* START Working data *

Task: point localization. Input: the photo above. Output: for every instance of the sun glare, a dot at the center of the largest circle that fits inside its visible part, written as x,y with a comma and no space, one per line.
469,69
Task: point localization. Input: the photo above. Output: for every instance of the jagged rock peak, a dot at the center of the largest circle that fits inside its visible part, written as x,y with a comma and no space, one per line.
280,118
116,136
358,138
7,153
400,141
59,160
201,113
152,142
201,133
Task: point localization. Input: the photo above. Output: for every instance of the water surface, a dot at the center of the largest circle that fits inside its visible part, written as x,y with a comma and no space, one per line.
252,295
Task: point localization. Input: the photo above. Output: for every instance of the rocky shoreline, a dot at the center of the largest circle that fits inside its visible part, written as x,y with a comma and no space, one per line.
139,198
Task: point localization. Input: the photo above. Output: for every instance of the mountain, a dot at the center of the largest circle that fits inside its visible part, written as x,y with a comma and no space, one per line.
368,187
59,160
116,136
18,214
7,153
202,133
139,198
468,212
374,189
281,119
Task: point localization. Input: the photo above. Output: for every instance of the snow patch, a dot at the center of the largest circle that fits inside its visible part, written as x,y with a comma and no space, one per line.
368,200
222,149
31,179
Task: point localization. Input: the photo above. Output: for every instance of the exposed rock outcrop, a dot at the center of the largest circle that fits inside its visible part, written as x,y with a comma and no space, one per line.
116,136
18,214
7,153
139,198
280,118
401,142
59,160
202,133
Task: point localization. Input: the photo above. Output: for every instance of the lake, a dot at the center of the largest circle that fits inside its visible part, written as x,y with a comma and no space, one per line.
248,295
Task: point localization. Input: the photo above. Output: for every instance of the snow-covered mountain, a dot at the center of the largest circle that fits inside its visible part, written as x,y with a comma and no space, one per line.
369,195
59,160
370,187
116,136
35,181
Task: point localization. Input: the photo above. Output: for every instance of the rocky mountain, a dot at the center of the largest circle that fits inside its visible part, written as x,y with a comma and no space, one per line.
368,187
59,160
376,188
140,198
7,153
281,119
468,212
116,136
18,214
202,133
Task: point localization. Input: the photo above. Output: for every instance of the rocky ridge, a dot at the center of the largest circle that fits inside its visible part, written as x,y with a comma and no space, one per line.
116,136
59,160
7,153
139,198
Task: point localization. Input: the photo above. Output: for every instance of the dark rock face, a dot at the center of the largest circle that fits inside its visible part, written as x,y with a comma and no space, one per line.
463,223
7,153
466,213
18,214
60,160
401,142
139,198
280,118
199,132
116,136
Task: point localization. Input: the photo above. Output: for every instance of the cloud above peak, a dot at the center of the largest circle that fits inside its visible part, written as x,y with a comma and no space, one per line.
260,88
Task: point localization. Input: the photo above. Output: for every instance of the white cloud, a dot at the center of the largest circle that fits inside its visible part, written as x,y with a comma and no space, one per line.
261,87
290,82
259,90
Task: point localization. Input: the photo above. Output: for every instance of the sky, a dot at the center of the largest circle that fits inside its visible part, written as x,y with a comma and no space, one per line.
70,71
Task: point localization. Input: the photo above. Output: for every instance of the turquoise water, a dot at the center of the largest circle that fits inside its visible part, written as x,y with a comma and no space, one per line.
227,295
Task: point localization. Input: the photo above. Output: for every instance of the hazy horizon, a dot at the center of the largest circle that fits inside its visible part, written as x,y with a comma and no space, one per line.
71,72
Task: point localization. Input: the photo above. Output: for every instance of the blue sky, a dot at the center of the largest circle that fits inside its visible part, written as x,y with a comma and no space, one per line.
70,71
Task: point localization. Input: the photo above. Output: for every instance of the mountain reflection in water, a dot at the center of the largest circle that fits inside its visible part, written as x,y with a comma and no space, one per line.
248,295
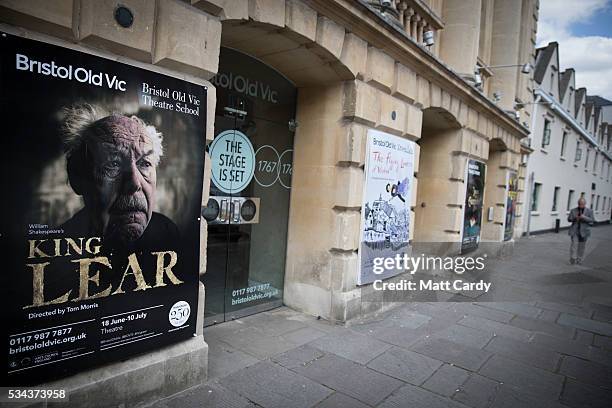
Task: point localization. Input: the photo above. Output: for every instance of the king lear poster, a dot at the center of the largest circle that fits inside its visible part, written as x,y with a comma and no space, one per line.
472,212
103,166
385,211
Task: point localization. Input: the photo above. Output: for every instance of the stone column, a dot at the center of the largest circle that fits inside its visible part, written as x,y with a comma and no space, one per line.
459,39
505,46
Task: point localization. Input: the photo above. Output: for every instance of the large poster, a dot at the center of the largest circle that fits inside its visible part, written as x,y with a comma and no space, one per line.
385,212
512,192
472,211
102,175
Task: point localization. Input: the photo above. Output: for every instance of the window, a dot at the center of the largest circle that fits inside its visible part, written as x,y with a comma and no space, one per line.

* END Working data *

◆ **The exercise**: Copy every entry above word for word, without including the pictures.

◆ **Full solution**:
Task: point localization. Input: the photo above. Output: for every instance of the sun glare, a dot at the center of the largest circle that fits inside its visible part, written as x,y with a comma and no space, one per line.
469,69
Task: point localization. Input: the photo above. Output: for every instance of the jagged rock peak, a dot at the center of the largest circle that fits inside its visible part, written as x,y with a comma and no space, one per line.
280,118
116,136
358,138
7,153
400,141
59,160
201,113
152,142
201,133
Task: point localization. Input: the photo above. Output: for every instance of the water surface, a dot at the center of the largest circle that fits inside its visible part, written as x,y with a comma and no space, one per line.
252,295
Task: point localization. Input: the photo above. Output: for every instance of the rocky shoreline, a dot at the center of the largest circle that fits inside its visible part, written as x,y with a comma and no space, one per line.
139,198
Task: point localization. Input: the photo above. Output: for every instance of the mountain, a dot at the center of the largest circle that fits inside its visible part, written as x,y with a comma and no space, one per line.
368,187
59,160
116,136
18,214
7,153
202,133
139,198
468,212
374,189
281,119
Task: point localization. Input: the photo above. Output: for every instance of the snow patch, a dot at the center of the largest circle that fits inside its visible part, written as x,y with a comma and no space, one per line.
368,200
222,149
31,179
Task: point localization. Input: the photo above. Output: for every instance of the exposed rock outcrop, a dot at the center of the largest circle that fits inside its visible part, written as x,y with a comma and no space, one per line.
116,136
18,214
7,153
139,198
280,118
401,142
59,160
202,133
Task: point localization. Input: the photo above. Output: for every instance of the lake, a dot at the center of the largest circle that fits inside its visible part, written as x,y with a comma and no space, one per line.
248,295
Task: point localization. Input: the photo above. Output: for every instance of the snow-covered mountain, a dot at the center of the largest circle that fits inside its visible part, written as x,y with a comma and no space, one per line.
369,195
59,160
370,187
116,136
35,181
Task: point localization. Input: the photo above. Output: for every instance of the rocky mountain, a dot at the center of the largest circle that fits inside its visible part, written as x,y with a comma and no space, one per line.
368,187
59,160
376,188
140,198
7,153
281,119
468,212
116,136
18,214
202,133
Task: point localization. Input: the photo above. Output: for every instance of the rocky ridge, a dot at the center of the largest circle that fits inside its visible part, written as x,y with a comma and no space, one per line.
116,136
59,160
7,153
139,198
Task: point localization. Input: the photo above. Output: for every instance of the dark rock face, a dot at the center of the largest circle that fits inside its visible part, written as x,y with a comma and no space, one per line.
463,223
7,153
466,213
18,214
60,160
401,142
139,198
280,118
199,132
116,136
Task: point localization. Input: the photo above. Output: for every instance of the cloud above peak, a dot at the center of the largest circle that fits inside its visible part, written as x,y with a comma and no space, one per line.
260,88
Task: point localization. Input: the photo above. Output: for every instance of the white cloud, a dot at the center of the largest circle that fits inside its visible part, written as x,y with a comma and no space, one per line.
261,87
290,82
259,90
Task: point localization. Input: the photo above. Output: for every instance of the sky, a dot at the center of the largest circle that fits inside its visible part, written as x,y with a comma and no space, one per line.
70,71
Task: point localization. Input: the photo above. Output: for every instance of the turquoise water, a dot at the center of the largest circle that fits inside its visible part, written as x,y with a comma and no space, one per line.
227,295
Task: point localization. Input: the photo above. Output: for every instance of the hazy horizon, a dot at the center of the largest circle that fits inside its visible part, written as x,y with a comma and no space, one per line.
71,72
Task: point localization. Input: the photo above. Output: for every instance of the blue sky, a dot at the center of the largest circle that fits inside its visible part, written as x,y with a comma and no space, one per line.
70,71
Task: point localization. Input: the photo above. Output: for every instance of the mountain reflection in water, a dot at the center of the largest circle that fits inside its visible part, written as x,y with a comma and no space, one per line.
248,295
Task: point localization. Input: the photo above. Output: for every instance of the king lear poster, a dot at the center of the largest circle that fits inside its visible part, written as x,y with a comma and no space, one per line.
472,212
103,166
385,211
Task: point localization. Input: the photo above. Output: for every instance of the stone column, a dot at the center of the largest circle that fits inside its visible part, written as x,y with a comma and no space, one per line.
459,39
505,46
Task: point localization. Input: the photo above. Output: for every instance of the large poster, a dot at the center of the largest circle that fits inside its visible part, written as x,y with a comma and no space, one per line.
385,212
512,192
472,211
102,175
Task: point localization. Input: the photo above. Output: for every instance of the window, a dot at the center of the largest circle that fits inside its visible part, written as x,y with a comma and no space, one per line.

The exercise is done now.